#### [Brief]
Repeat exactly the lines of the listing from the line containing "Q: Locate the platform canopy" through its last line, and nothing beyond them.

--- start Entries supplied ---

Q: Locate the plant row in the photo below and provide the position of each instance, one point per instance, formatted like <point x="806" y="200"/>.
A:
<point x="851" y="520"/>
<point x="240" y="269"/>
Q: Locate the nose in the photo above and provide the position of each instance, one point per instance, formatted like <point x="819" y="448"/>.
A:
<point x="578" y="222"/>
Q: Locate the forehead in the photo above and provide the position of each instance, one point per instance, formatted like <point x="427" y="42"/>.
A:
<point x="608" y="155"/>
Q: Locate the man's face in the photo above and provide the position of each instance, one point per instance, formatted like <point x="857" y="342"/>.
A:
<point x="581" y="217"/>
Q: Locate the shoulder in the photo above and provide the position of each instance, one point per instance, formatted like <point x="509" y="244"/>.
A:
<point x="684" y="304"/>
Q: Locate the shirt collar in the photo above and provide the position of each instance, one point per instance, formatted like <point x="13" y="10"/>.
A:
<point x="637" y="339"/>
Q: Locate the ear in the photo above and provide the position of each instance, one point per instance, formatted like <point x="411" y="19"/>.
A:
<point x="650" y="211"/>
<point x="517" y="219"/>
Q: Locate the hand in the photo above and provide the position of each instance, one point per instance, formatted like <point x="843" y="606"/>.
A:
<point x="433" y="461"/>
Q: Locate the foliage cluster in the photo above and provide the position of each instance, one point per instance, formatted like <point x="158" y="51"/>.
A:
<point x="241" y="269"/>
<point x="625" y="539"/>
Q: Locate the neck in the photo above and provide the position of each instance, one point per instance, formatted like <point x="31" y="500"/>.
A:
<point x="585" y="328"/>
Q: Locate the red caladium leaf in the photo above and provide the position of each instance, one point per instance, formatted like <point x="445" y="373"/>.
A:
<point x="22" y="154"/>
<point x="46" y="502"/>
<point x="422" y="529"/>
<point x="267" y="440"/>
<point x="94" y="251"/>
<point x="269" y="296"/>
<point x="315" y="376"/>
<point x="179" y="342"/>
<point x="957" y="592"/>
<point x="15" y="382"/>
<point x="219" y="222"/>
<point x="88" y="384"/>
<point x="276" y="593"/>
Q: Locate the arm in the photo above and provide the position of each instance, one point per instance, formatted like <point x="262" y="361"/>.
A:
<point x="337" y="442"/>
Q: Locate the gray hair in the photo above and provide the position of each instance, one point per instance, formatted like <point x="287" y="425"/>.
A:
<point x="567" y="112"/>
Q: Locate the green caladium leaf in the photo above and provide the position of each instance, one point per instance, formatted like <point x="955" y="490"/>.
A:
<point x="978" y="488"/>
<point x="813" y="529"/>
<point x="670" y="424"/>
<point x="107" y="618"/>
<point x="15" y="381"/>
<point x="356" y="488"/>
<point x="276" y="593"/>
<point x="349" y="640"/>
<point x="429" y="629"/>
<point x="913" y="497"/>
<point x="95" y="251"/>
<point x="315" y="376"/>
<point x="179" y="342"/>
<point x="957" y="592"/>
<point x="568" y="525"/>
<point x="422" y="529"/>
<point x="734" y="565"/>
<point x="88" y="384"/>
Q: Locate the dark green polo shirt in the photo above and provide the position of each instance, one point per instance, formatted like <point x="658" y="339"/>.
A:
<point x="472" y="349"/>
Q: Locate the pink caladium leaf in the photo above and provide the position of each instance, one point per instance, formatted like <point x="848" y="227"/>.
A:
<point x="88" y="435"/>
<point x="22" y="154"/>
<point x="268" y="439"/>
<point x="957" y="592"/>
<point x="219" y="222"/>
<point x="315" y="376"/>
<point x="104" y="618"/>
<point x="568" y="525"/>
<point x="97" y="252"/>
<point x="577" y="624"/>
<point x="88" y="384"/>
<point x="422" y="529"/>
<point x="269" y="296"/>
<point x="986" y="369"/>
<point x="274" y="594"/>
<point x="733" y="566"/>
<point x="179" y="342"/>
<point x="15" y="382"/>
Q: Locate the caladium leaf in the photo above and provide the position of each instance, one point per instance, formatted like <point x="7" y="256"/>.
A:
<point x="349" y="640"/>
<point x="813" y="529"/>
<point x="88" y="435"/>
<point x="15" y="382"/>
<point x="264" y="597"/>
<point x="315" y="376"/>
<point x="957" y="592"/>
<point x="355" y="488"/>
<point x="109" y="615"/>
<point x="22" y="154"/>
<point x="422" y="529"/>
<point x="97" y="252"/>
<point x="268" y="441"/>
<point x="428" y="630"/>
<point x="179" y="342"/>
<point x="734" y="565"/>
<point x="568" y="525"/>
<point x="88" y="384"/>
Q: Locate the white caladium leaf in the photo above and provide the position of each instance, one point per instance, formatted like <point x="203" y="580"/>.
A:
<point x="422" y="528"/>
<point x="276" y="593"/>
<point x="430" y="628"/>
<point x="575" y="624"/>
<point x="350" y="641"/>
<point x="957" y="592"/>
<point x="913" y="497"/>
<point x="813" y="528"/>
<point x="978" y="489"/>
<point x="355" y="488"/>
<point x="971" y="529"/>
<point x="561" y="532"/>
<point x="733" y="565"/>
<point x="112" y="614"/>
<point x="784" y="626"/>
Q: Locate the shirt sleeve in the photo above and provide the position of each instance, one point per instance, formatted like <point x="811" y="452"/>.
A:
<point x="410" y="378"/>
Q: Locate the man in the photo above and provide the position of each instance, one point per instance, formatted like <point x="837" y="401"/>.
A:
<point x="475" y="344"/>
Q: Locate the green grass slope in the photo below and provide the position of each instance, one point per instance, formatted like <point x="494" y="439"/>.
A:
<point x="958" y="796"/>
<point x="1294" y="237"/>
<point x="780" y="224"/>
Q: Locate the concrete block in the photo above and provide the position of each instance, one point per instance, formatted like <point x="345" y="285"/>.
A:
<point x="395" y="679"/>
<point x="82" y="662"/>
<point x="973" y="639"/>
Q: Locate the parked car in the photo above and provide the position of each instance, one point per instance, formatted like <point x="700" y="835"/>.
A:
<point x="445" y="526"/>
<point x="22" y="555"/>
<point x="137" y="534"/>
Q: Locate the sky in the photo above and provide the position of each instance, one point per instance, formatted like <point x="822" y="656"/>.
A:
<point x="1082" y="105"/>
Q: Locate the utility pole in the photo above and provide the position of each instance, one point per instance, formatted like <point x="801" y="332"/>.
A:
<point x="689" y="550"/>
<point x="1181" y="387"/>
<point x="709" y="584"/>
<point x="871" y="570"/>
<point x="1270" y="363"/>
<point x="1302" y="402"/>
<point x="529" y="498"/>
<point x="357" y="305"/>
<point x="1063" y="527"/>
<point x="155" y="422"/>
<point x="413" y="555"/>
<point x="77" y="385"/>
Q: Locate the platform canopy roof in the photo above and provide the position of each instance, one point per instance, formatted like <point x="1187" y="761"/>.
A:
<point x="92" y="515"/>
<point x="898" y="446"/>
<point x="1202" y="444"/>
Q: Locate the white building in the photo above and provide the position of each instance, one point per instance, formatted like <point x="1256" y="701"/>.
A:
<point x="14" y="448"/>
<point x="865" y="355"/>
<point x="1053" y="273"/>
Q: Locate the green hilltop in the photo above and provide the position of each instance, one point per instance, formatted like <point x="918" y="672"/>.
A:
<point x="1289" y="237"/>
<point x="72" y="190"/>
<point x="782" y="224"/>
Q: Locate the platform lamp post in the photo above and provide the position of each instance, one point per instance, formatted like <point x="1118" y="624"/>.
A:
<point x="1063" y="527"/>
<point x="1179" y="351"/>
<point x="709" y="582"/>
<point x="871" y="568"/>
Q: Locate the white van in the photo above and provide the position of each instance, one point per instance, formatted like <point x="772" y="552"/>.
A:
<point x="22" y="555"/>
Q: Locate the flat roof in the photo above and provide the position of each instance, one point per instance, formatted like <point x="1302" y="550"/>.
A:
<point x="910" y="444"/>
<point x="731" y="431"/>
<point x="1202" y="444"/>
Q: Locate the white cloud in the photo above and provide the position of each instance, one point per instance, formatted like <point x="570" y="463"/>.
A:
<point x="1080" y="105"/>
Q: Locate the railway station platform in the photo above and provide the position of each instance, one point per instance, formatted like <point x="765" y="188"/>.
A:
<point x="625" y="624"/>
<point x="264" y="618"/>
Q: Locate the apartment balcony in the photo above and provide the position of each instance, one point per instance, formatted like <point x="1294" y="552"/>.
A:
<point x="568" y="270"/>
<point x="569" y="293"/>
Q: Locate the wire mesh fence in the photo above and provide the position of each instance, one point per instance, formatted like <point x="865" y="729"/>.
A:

--- end Entries supplied ---

#### [Response to this exercise]
Q: Locate the platform canopy roof in the photo above and provide the position of each instance, one point per instance, formatted like <point x="1187" y="761"/>.
A:
<point x="92" y="515"/>
<point x="898" y="446"/>
<point x="1202" y="444"/>
Q: Locate the white building in the photo above and provide the position of each instance, one point per instance, formatted like <point x="1256" y="701"/>.
A:
<point x="14" y="448"/>
<point x="865" y="355"/>
<point x="1053" y="273"/>
Q: Locate the green hilltop in the photo above and provide the position of each instance, one point per instance, formatted like <point x="918" y="672"/>.
A:
<point x="1289" y="237"/>
<point x="72" y="190"/>
<point x="782" y="224"/>
Q: Locate the platform lamp post in the photo above and provide the position of each instance, one point per instance, formatted like <point x="1118" y="624"/>.
A:
<point x="1063" y="527"/>
<point x="1179" y="351"/>
<point x="709" y="582"/>
<point x="871" y="568"/>
Q: Locate the white van in the photo above and provide the position of each instance, one point per instance, formatted like <point x="772" y="552"/>.
A:
<point x="22" y="555"/>
Q: Locate the flat roof in the photo above and provide the position of each instance, one point per instance, formatted like <point x="1302" y="550"/>.
A:
<point x="910" y="444"/>
<point x="731" y="431"/>
<point x="1202" y="444"/>
Q: Locate the white cloud in the photo above and provide the position of each instance, one point per instance, formatted like <point x="570" y="463"/>.
A:
<point x="1080" y="105"/>
Q: Locate the railway station platform in the photo above and provide the position of each instance, one point per instance, formatted like <point x="765" y="188"/>.
A:
<point x="625" y="624"/>
<point x="264" y="618"/>
Q: Locate the apartment balcony in the photo above and provide the position of each instance, one point per instance, formatted like <point x="1294" y="552"/>.
A:
<point x="568" y="270"/>
<point x="569" y="293"/>
Q: Locate the wire mesh fence in the photo above and provide the position of each instance, one point per instance, formatted like <point x="865" y="729"/>.
A:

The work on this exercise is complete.